MATERIAL PROVIDED section start

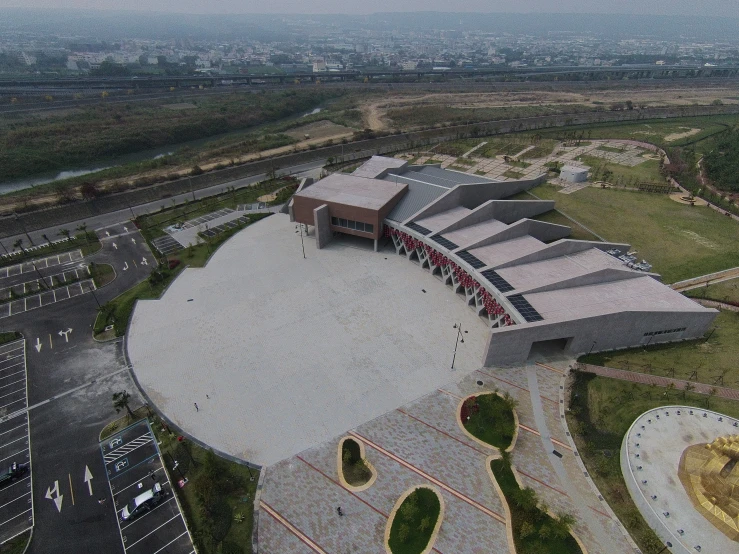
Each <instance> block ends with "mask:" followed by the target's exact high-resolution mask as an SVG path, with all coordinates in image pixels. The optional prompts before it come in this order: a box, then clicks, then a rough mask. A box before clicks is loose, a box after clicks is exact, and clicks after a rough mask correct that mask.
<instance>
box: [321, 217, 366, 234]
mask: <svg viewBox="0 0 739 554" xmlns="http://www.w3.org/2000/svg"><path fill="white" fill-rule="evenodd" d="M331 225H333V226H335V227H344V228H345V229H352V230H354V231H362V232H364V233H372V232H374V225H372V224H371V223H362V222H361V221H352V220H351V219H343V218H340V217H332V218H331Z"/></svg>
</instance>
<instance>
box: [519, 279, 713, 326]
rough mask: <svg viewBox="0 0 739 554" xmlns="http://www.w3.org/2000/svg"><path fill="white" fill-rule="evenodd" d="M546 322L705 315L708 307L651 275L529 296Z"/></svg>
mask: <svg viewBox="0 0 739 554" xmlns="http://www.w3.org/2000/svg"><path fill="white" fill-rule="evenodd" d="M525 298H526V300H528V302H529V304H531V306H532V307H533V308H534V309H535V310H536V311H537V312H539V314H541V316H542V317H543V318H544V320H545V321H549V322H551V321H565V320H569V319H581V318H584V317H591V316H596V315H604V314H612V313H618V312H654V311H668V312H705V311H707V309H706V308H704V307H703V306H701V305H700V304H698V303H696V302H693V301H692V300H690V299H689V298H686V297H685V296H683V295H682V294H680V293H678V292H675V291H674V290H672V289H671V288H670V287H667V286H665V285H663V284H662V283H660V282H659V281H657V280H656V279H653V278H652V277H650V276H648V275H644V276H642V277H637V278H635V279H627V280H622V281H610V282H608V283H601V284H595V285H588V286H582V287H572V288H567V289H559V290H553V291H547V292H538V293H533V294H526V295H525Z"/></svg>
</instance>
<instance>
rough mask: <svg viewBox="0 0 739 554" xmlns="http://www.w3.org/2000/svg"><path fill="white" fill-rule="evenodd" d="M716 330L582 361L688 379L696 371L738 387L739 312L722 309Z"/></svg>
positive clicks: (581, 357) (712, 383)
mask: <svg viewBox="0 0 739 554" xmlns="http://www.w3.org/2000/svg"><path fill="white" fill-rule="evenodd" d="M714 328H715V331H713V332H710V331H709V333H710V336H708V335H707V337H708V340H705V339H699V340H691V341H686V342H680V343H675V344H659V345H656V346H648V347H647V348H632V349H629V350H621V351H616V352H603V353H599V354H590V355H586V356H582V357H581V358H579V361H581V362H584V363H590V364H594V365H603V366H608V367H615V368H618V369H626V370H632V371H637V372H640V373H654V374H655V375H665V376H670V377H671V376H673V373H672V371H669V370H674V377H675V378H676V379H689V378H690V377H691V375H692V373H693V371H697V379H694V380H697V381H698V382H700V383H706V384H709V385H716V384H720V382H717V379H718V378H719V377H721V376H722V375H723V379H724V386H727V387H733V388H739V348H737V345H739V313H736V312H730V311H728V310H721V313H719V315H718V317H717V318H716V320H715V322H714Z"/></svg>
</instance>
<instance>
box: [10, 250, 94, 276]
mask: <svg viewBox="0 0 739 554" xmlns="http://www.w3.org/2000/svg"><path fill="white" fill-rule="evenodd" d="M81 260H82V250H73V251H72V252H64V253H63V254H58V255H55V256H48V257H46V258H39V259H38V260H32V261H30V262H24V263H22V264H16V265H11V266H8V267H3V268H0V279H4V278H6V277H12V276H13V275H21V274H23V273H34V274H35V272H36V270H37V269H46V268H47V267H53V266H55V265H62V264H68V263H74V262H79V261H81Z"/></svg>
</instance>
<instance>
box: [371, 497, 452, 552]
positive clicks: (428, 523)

MATERIAL PROVIDED section end

WHAT YOU ARE ASKED TO DO
Please return every line of the entries above that contains the word "rough", matching case exactly.

TASK RESULT
Each <instance> block ends with "mask:" followed by the target's exact high-resolution mask as an SVG path, with all coordinates in image pixels. The optional prompts before it come in this order: a box, then clicks, then a rough mask. A box before clicks is loose, a box after clicks is exact, and clicks after a rough mask correct that mask.
rough mask: <svg viewBox="0 0 739 554" xmlns="http://www.w3.org/2000/svg"><path fill="white" fill-rule="evenodd" d="M546 322L705 315L708 307L651 275L529 296Z"/></svg>
rough mask: <svg viewBox="0 0 739 554" xmlns="http://www.w3.org/2000/svg"><path fill="white" fill-rule="evenodd" d="M716 330L582 361L688 379L696 371L738 387L739 312L722 309Z"/></svg>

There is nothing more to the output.